[Coordinate annotation rows]
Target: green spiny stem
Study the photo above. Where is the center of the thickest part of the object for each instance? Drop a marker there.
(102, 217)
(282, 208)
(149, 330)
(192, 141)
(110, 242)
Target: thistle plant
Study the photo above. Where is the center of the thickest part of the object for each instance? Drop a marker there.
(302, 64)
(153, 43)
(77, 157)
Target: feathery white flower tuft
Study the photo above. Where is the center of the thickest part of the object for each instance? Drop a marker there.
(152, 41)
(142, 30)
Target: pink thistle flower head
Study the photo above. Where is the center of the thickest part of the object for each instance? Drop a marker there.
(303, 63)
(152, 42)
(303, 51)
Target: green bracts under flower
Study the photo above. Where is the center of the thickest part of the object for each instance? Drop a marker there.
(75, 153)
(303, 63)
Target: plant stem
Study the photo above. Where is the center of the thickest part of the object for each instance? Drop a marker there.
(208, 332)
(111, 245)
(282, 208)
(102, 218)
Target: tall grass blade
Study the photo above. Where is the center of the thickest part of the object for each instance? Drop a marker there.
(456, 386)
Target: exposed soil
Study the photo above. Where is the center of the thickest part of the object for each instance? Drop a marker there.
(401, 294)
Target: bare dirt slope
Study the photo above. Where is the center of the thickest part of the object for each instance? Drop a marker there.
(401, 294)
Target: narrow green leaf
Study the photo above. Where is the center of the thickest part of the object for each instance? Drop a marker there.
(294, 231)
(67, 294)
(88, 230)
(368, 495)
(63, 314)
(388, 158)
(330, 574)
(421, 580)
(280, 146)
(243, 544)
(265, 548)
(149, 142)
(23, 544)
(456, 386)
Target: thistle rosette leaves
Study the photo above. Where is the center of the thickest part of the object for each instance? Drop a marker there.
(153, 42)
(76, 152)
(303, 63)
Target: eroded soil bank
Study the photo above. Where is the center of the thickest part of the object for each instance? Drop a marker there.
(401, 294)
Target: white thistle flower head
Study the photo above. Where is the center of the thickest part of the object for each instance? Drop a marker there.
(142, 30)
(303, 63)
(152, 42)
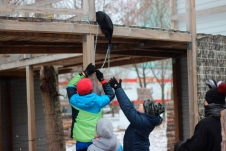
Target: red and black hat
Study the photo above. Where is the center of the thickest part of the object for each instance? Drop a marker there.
(84, 86)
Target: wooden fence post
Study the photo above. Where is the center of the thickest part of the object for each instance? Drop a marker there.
(52, 109)
(223, 130)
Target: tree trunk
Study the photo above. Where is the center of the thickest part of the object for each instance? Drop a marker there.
(52, 110)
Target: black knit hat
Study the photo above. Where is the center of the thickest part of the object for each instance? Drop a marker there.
(217, 92)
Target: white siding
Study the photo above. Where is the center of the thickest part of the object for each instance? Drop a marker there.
(209, 24)
(184, 98)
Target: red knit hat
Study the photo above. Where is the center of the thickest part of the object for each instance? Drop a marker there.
(84, 86)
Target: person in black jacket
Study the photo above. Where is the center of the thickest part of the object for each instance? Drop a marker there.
(207, 135)
(142, 122)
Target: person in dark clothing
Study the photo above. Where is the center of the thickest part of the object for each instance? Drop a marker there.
(142, 122)
(86, 106)
(207, 135)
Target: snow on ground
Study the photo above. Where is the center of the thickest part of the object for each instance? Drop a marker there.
(158, 139)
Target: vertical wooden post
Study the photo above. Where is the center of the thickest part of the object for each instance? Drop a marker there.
(177, 99)
(89, 57)
(192, 65)
(223, 130)
(30, 108)
(89, 9)
(88, 50)
(0, 115)
(52, 109)
(9, 116)
(173, 11)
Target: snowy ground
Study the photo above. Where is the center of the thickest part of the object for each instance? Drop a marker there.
(157, 138)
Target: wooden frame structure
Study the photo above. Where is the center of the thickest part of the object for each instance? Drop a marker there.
(68, 44)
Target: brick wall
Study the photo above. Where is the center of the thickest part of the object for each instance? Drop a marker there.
(170, 131)
(211, 63)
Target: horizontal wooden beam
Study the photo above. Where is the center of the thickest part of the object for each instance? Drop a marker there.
(37, 61)
(40, 50)
(38, 37)
(204, 12)
(44, 2)
(40, 10)
(75, 28)
(144, 53)
(128, 61)
(38, 4)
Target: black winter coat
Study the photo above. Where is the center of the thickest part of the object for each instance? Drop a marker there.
(136, 136)
(207, 136)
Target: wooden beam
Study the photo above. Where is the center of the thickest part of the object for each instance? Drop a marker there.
(204, 12)
(73, 28)
(37, 4)
(177, 100)
(223, 129)
(40, 10)
(10, 73)
(173, 11)
(88, 50)
(143, 53)
(192, 65)
(40, 50)
(8, 107)
(52, 108)
(129, 61)
(31, 37)
(37, 60)
(31, 108)
(43, 3)
(1, 114)
(89, 10)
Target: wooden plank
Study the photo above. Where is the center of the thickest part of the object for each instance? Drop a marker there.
(177, 100)
(52, 109)
(173, 11)
(89, 9)
(204, 12)
(223, 130)
(44, 2)
(30, 108)
(40, 10)
(0, 114)
(70, 28)
(37, 4)
(8, 107)
(88, 50)
(40, 50)
(37, 60)
(192, 65)
(129, 61)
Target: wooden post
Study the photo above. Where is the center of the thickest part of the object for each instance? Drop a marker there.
(89, 9)
(88, 50)
(223, 130)
(9, 116)
(192, 65)
(30, 108)
(177, 99)
(0, 115)
(52, 109)
(173, 11)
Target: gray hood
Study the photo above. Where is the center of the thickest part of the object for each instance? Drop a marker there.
(107, 141)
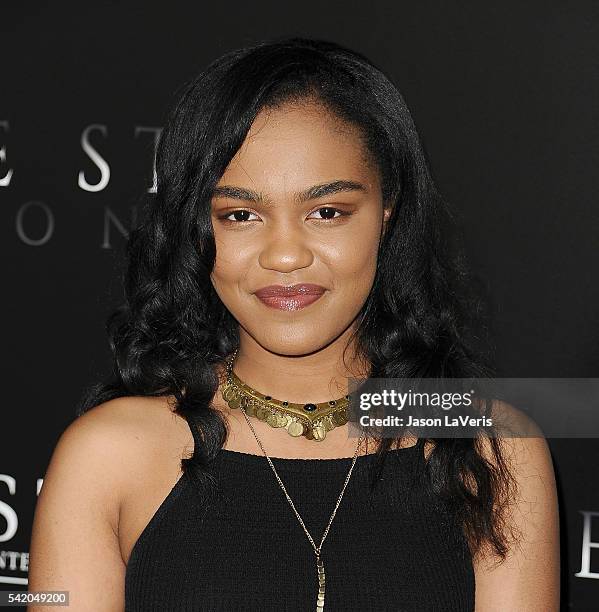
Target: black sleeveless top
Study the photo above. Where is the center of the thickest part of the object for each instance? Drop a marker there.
(240, 547)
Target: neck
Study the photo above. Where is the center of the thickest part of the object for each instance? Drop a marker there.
(315, 377)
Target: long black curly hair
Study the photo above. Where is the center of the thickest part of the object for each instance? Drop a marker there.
(421, 318)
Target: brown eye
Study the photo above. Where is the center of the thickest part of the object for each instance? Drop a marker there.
(240, 216)
(328, 213)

» EXERCISE TASK
Reproduce the part of the rows that opens with the line containing "Target: wooden post" and continues through the end of the rows, keeping the request lines, adding 58 to every coordinate value in the answers, and omitting the pictures.

» FULL SOLUTION
Target: wooden post
Study the photo above. Where is the center of the thickest part of the object for each instance? Drop a marker there.
(147, 67)
(146, 108)
(281, 188)
(67, 174)
(250, 123)
(88, 166)
(235, 157)
(58, 173)
(110, 167)
(231, 69)
Target: gray hood
Study the photo above. Where is the center of the thickest part of the object for each instance? Drop a marker there.
(165, 199)
Target: black sleeveless top
Study the photo above. Where is the center of the thickest part of the object for each instance? Drop a marker there.
(298, 605)
Target: neck
Study the photo above. Where is the center of the thickest part of the object for each instance? Drop a marker there.
(373, 435)
Target: long black curly hair
Study the photo above. Where is the center of the thickest part of the object for each instance? Drop a marker there.
(479, 376)
Target: brown eye
Study the photo above. Where is the center of the thickest part of the object for each instance? Drop a marker there.
(298, 274)
(386, 271)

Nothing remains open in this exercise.